▸ **STORED ROWS**:
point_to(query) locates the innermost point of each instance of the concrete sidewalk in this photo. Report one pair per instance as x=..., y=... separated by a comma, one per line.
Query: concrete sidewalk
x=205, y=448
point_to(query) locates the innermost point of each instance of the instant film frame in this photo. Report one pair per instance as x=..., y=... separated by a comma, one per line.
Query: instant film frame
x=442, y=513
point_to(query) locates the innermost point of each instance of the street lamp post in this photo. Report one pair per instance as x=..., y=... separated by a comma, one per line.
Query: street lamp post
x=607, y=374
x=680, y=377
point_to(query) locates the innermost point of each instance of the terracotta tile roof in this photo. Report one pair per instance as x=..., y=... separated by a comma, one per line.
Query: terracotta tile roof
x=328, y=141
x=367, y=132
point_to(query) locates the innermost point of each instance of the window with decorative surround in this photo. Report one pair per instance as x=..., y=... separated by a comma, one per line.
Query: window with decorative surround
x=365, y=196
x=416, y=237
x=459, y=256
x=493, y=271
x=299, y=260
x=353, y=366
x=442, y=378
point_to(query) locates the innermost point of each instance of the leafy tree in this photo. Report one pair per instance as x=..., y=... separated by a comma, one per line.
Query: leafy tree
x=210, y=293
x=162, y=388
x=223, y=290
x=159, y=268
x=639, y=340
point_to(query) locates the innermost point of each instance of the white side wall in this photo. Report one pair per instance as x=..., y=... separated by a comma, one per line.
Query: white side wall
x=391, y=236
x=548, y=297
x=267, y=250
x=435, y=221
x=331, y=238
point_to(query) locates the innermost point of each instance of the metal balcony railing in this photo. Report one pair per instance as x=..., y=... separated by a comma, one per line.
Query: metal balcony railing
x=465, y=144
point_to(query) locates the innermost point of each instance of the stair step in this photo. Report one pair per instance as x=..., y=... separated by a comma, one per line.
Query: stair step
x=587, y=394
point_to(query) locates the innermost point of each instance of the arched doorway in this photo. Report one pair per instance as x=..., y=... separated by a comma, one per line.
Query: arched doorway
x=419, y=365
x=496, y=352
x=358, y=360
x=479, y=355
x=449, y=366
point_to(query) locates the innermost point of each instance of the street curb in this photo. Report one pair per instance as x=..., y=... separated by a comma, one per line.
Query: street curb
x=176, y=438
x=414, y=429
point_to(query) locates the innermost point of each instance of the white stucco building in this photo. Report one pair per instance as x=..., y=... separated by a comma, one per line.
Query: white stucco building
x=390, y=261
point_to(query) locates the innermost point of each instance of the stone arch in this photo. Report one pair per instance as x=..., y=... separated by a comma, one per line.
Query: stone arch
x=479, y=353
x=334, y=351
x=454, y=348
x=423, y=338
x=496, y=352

▸ **BRIEF**:
Reproduce the data above with every instance of "innermost point" changed to "central point", keeping everything else unchanged.

▸ **TASK SOLUTION**:
point_to(query) locates the central point of each instance of the concrete sidewalk in this photo. Report one pair per instance as x=..., y=... separated by a comma, one per line.
Query: concrete sidewalk
x=205, y=448
point_to(query) locates the central point of each instance of the instant film frame in this photo. Report one pair per instance as x=..., y=... separated by a comma, one per line.
Query: instant film frame
x=442, y=513
point_to(query) locates the central point of each instance of the street lamp post in this photo. Report one pair per instance as x=..., y=... separated by a comma, one per line.
Query: street lamp post
x=607, y=374
x=680, y=377
point_to(query) locates the central point of each instance of the terracotta tile roof in this photo. Report one pair per instance as x=..., y=... separated by a comma, one per line.
Query: terracotta tile roof
x=328, y=141
x=367, y=132
point_to(query) locates the central point of each instance of the window with decorative surround in this photo. Report one pair per instance as x=..., y=... separated by a comma, one per line.
Query: window with decorative surround
x=365, y=196
x=416, y=237
x=459, y=256
x=493, y=271
x=299, y=260
x=353, y=366
x=442, y=378
point_to(query) locates the central point of each instance of the leafy tree in this photo. Report one pair per instance as x=..., y=... separated by a comma, one per line.
Query: leafy tree
x=210, y=293
x=162, y=388
x=223, y=290
x=159, y=268
x=639, y=340
point_to(query) locates the central point of each instance of the white side wall in this photo. Report one pair per instance as x=..., y=... separated by a comma, one per line.
Query: white side wall
x=391, y=236
x=548, y=297
x=267, y=250
x=435, y=221
x=331, y=238
point_to(query) locates the central point of each instance of the metal balcony railing in this photo. Report one pair per instance as x=..., y=... separated by a comma, one per line.
Query: metal balcony railing
x=465, y=144
point_to(query) locates the central point of each instance of the stair step in this photo. Report one pair per instance as x=..., y=... separated by a comma, one per line.
Query: stair step
x=587, y=394
point_to(query) locates the central point of each instance of the arched doorway in this photo. Report one pair per instance as x=..., y=... separated by a comma, one per line.
Query: arched doorway
x=419, y=365
x=496, y=352
x=358, y=360
x=479, y=355
x=449, y=366
point_to(query) locates the central point of each instance of the street curb in this photo. Report one pair per instance as x=..., y=... separated by a comma, one per line.
Query: street curb
x=176, y=438
x=414, y=429
point_to(query) locates the central point of each instance of the white stucco building in this photo. Report one pair per instance as x=..., y=... separated by a comma, one per line.
Query: white stucco building
x=390, y=261
point_to(query) locates the central point of each instance of the stone arch in this photo. Report one pair per instance as x=..., y=... separated by a comma, one per line.
Query: stone arch
x=479, y=353
x=334, y=351
x=454, y=348
x=423, y=338
x=496, y=352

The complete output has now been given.